*TASK STATEMENT*: Your answer must be the full set of records, copied exactly, with no pictures in it.

Start of THE RECORDS

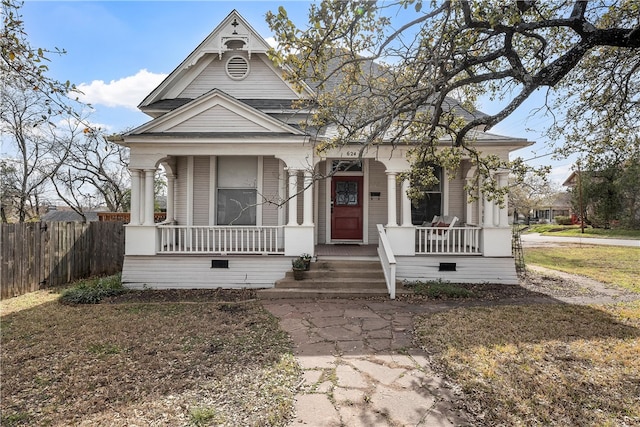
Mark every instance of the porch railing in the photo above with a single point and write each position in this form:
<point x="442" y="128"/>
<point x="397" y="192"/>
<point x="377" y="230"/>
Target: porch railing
<point x="178" y="239"/>
<point x="448" y="241"/>
<point x="388" y="261"/>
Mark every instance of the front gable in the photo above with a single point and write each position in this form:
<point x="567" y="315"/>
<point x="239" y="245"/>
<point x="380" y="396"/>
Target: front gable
<point x="233" y="58"/>
<point x="215" y="112"/>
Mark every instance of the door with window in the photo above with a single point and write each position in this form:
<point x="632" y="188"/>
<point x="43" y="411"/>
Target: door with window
<point x="346" y="208"/>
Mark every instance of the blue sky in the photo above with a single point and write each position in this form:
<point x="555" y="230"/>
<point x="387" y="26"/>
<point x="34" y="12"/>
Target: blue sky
<point x="118" y="51"/>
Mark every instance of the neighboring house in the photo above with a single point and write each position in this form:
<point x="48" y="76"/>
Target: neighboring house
<point x="244" y="195"/>
<point x="558" y="205"/>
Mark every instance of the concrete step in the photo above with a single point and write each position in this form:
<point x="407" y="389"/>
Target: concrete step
<point x="319" y="293"/>
<point x="337" y="275"/>
<point x="334" y="279"/>
<point x="332" y="283"/>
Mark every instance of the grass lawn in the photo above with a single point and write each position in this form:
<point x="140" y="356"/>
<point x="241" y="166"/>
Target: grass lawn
<point x="165" y="363"/>
<point x="541" y="364"/>
<point x="608" y="264"/>
<point x="575" y="231"/>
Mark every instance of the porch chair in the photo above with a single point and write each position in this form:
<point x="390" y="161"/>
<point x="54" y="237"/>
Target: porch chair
<point x="445" y="222"/>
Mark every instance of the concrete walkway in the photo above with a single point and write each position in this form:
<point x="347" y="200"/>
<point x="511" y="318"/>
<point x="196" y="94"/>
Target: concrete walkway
<point x="360" y="366"/>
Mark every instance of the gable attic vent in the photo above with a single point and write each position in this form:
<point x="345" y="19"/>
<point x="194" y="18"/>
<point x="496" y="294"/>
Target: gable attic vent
<point x="237" y="67"/>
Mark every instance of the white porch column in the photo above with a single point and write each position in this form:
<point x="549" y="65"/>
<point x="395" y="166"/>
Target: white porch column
<point x="496" y="238"/>
<point x="391" y="200"/>
<point x="406" y="205"/>
<point x="402" y="239"/>
<point x="140" y="239"/>
<point x="171" y="181"/>
<point x="293" y="197"/>
<point x="503" y="214"/>
<point x="135" y="197"/>
<point x="148" y="196"/>
<point x="487" y="220"/>
<point x="299" y="239"/>
<point x="308" y="199"/>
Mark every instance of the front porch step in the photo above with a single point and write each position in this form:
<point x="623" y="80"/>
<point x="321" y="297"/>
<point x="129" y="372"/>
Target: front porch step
<point x="333" y="279"/>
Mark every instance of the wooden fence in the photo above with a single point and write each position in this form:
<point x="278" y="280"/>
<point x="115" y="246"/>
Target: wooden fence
<point x="46" y="254"/>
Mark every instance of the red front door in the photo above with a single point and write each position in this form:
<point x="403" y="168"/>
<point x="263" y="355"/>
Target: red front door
<point x="346" y="208"/>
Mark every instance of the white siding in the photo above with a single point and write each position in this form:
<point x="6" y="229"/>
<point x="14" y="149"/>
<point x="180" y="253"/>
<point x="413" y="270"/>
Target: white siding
<point x="270" y="198"/>
<point x="377" y="208"/>
<point x="194" y="271"/>
<point x="181" y="191"/>
<point x="469" y="269"/>
<point x="323" y="187"/>
<point x="217" y="119"/>
<point x="201" y="183"/>
<point x="261" y="82"/>
<point x="456" y="197"/>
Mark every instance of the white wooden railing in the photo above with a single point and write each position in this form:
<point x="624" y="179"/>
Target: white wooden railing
<point x="448" y="241"/>
<point x="387" y="260"/>
<point x="178" y="239"/>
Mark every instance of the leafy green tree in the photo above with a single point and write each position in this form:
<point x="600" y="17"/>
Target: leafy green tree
<point x="383" y="78"/>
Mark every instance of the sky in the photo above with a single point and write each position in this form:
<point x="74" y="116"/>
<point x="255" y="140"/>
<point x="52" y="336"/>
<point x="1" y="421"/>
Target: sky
<point x="119" y="51"/>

End of THE RECORDS

*REPLY TO THE EXERCISE*:
Mark every instance of the porch railing in the photo above with a single point and write each position in this form:
<point x="442" y="128"/>
<point x="397" y="192"/>
<point x="377" y="230"/>
Target: porch railing
<point x="178" y="239"/>
<point x="448" y="241"/>
<point x="388" y="261"/>
Mark every instance of the front gable in the photo above with a single point and write each position in this form:
<point x="567" y="315"/>
<point x="239" y="245"/>
<point x="380" y="396"/>
Target: front gable
<point x="233" y="58"/>
<point x="215" y="112"/>
Mark every instance of the door with window in the photo above with a single point and write each position in this form:
<point x="632" y="188"/>
<point x="43" y="411"/>
Target: door with window
<point x="346" y="208"/>
Mark every instance of the blue sky in the photo above with a single point and write each position in this form:
<point x="555" y="230"/>
<point x="387" y="26"/>
<point x="34" y="12"/>
Target: blue sky
<point x="118" y="51"/>
Mark every instance of the neighboring house in the photo above with a single point and write each position in this form:
<point x="48" y="76"/>
Target: neighboring house
<point x="244" y="195"/>
<point x="558" y="205"/>
Mark every instance of the concrete step in the photo above with a single point and write each position in this form:
<point x="407" y="389"/>
Target: concrete step
<point x="319" y="293"/>
<point x="337" y="275"/>
<point x="334" y="279"/>
<point x="332" y="283"/>
Mark every instance of the grass lawn in the photo above with a single point and write each position in this form:
<point x="140" y="356"/>
<point x="241" y="166"/>
Target: grass lawn
<point x="165" y="363"/>
<point x="541" y="364"/>
<point x="608" y="264"/>
<point x="575" y="231"/>
Mark every instance of the porch chair in the photo above with a single point and write each position in this form:
<point x="390" y="161"/>
<point x="54" y="237"/>
Target: porch chair
<point x="445" y="222"/>
Mark every instance of the concrete walkway in the photo above with a single point and write each position in this form:
<point x="347" y="200"/>
<point x="511" y="318"/>
<point x="196" y="94"/>
Target: concrete walkway
<point x="360" y="366"/>
Mark every instance of the gable attic vent in the photo above with a single point and write each position in this form:
<point x="345" y="19"/>
<point x="194" y="18"/>
<point x="496" y="294"/>
Target: gable attic vent
<point x="237" y="67"/>
Mark every instance of the white porch column in the photo above with a single point and write each position in this form:
<point x="549" y="65"/>
<point x="395" y="166"/>
Target: white porch column
<point x="496" y="238"/>
<point x="391" y="200"/>
<point x="406" y="205"/>
<point x="402" y="239"/>
<point x="140" y="239"/>
<point x="171" y="181"/>
<point x="293" y="197"/>
<point x="503" y="214"/>
<point x="135" y="197"/>
<point x="148" y="196"/>
<point x="487" y="220"/>
<point x="299" y="239"/>
<point x="308" y="199"/>
Mark every instance of the front porch step in the photo above with a single point and write each position in this form:
<point x="623" y="80"/>
<point x="321" y="297"/>
<point x="129" y="372"/>
Target: front porch step
<point x="333" y="279"/>
Mark every instance of the wooden fence in the photo above with a single point and write each position in this form:
<point x="278" y="280"/>
<point x="115" y="246"/>
Target: wooden fence
<point x="46" y="254"/>
Mark every instance of the red front door in the photo above with a single point and write each position in this form:
<point x="403" y="168"/>
<point x="263" y="355"/>
Target: red front door
<point x="346" y="208"/>
Mark every instance of the white siding in the photo above with a single point and write each position in this form:
<point x="6" y="229"/>
<point x="14" y="149"/>
<point x="180" y="253"/>
<point x="413" y="270"/>
Target: white siding
<point x="270" y="198"/>
<point x="377" y="208"/>
<point x="194" y="271"/>
<point x="181" y="191"/>
<point x="469" y="269"/>
<point x="323" y="187"/>
<point x="217" y="119"/>
<point x="201" y="183"/>
<point x="261" y="82"/>
<point x="456" y="197"/>
Mark every instance of the white wooden railing in the photo above with a single point and write each position in this form:
<point x="624" y="179"/>
Target: white wooden railing
<point x="448" y="241"/>
<point x="387" y="260"/>
<point x="178" y="239"/>
Mark every instance of the leafy green tree in the photo above with a single point and write each position in this form:
<point x="600" y="17"/>
Target: leafy green tree
<point x="383" y="78"/>
Mark every instance of the sky in the photo above with a single point and write each position in this form:
<point x="74" y="116"/>
<point x="255" y="140"/>
<point x="52" y="336"/>
<point x="1" y="421"/>
Target: sky
<point x="119" y="51"/>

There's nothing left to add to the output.